**Texto para leitura**
◇ ◇ ◇ ◇ ◇ ◇ ◇

Poderá a Europa ser líder global em inovação tecnológica? Eis o que pensam os executivos
A questão de saber se a Europa pode tornar-se líder global em inovação tecnológica tem gerado intensos debates entre líderes empresariais e especialistas do setor. Embora a região tenha sido tradicionalmente um centro de excelência em diversas áreas da ciência e da engenharia, a rapidez das mudanças tecnológicas e a emergência de novas potências globais, como os EUA e a China, colocam desafios significativos.
A Executive Digest foi com executivos de diferentes setores para entender se a Europa tem o potencial de ultrapassar esses obstáculos e afirmar-se como a vanguarda da inovação. A Europa possui as ferramentas, mas será que vai conseguir aproveitá-las a tempo de liderar o futuro?
Filipa Pinto de Carvalho, cofundadora da AGPC, da Here Partners e da Redbridge Lisbon
“A Europa tem condições para assumir uma posição de liderança global em inovação tecnológica, mas para isso é essencial aproveitar as suas forças e enfrentar os desafios estruturais que tendem a persistir.
Uma das estratégias fundamentais passa pela criação de hubs regionais especializados por setores (ou verticais), como saúde, greentech e gaming. Estes hubs promovem a concentração de talento, projetos e recursos, aumentando a competitividade das startups europeias a nível global. O exemplo dos hubs já estabelecidos em Portugal demonstra o sucesso desta abordagem, reforçando a especialização e a capacidade de atrair investimento internacional.
Outro ponto crucial é uniformizar as regras legais e tributárias no espaço europeu para facilitar o investimento externo e reduzir a complexidade para empreendedores. Esta uniformização aumentaria a previsibilidade e segurança para investidores estrangeiros, ao mesmo tempo que permitiria aos fundadores concentrarem-se no desenvolvimento dos seus projetos, sem os obstáculos de uma burocracia fragmentada
Na Redbridge Lisbon, temos testemunhado um crescente interesse de investidores internacionais, em particular de ecossistemas como Silicon Valley, que reconhecem o valor do talento e dos projetos europeus. Para apoiar esta transição rumo à liderança global, temos promovido ativamente a ligação entre startups europeias e investidores globais, ajudando-as a escalar e a ganhar visibilidade fora da Europa, sem descurar o fortalecimento dos seus ecossistemas de origem.

◇ ◇ ◇ ◇ ◇ ◇ ◇

**Tarefas do exercício**
1) Segundo o texto sobre a inovação tecnológica na Europa, por que razão seria vantajoso uniformizar as regras legais e tributárias no espaço europeu? Responda em uma a três frases.
2) No texto sobre a inovação tecnológica na Europa, que setores são dados como exemplo para os hubs regionais especializados?
3) Prossiga o texto sobre a inovação tecnológica na Europa a partir do ponto em que termina.

**Dados**

◇ ◇ ◇ ◇ ◇ ◇ ◇

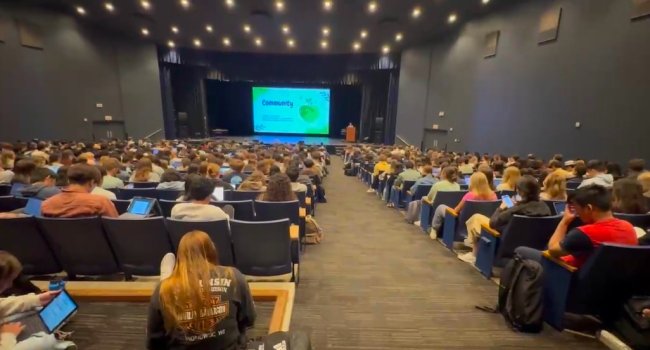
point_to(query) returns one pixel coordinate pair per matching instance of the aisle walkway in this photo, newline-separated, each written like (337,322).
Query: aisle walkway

◇ ◇ ◇ ◇ ◇ ◇ ◇

**Respostas do exercício**
1) A uniformização aumentaria a previsibilidade e a segurança para os investidores estrangeiros, facilitando o investimento externo. Também reduziria a complexidade para os empreendedores e permitiria aos fundadores concentrarem-se no desenvolvimento dos seus projetos, sem os obstáculos de uma burocracia fragmentada.

2) Saúde, greentech e gaming.

3)
Um exemplo do potencial europeu é o crescimento das startups femtech, que têm atraído volumes recorde de investimento. Soluções inovadoras para a saúde da mulher, como rastreamento de fertilidade e outras aplicações digitais, destacam-se num setor que ainda está em fase inicial de expansão, mas que promete continuar a crescer. Este tipo de inovação, que alia tecnologia a impacto social, posiciona a Europa como um polo atrativo para investidores e empreendedores.
Outro fator determinante é o reforço da ligação entre o ecossistema europeu e outros centros de inovação, como os EUA. A Europa tem talento de excelência, mas enfrenta desafios na retenção de profissionais e acesso a financiamento. Em vez de adotar uma postura protecionista, o foco deve ser em criar condições para que as startups possam escalar internacionalmente, mantendo uma forte ligação a os seus países de origem”.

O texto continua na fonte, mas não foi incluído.